▶ **EXCERTO SELECIONADO**
• • •

O facto de ser preciso esclarecer os eleitores para que eles façam uma opção esclarecida passa para segundo plano. Para o PS, que se opõe a que esta discussão se faça desde já, os eleitores aparecem como um obstáculo a ultrapassar. Tivesse o PSD a maioria das câmaras e estaria a defender posição inversa à que agora defende, porque o interesse dos partidos aparece sempre como prioritário. E pouco importa saber o que pensa cada um dos outros partidos com assento parlamentar sobre o adiamento das eleições autárquicas, porque bastam PS e PSD para aprovar esse adiamento e basta que um deles não queira para que ele não aconteça.

O bloco central está mais presente nas nossas vidas do que imaginamos. A máquina que põe e dispõe tem para eleger quase seis dezenas de representantes numa dezena de entidades, ligadas às secretas, ao acesso a documentos administrativos, à ética, à educação... Estão há mais de um ano nisto, não se entendem e ninguém se pode entender por eles para tudo o que precisa de dois terços dos deputados. Se não se entendem na distribuição de lugares, não vale a pena esperarmos que se preocupem a sério com o esclarecimento dos eleitores, buscando um entendimento para melhorar o processo eleitoral. A começar pela data em que se vão realizar as eleições autárquicas.

• • •

▶ **EM QUE CONSISTE**
Segundo o excerto selecionado, quantos representantes tem a máquina do bloco central para eleger, e em quantas entidades?

▶ **CONTEÚDO DO MATERIAL**
• • •

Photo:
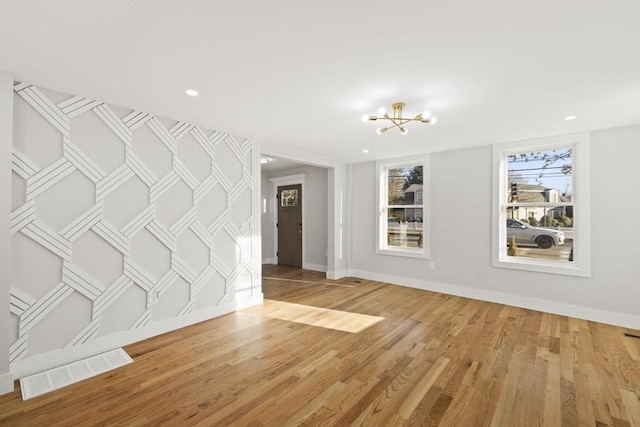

• • •

▶ **RESPOSTA DO EXERCÍCIO**
Quase seis dezenas de representantes numa dezena de entidades.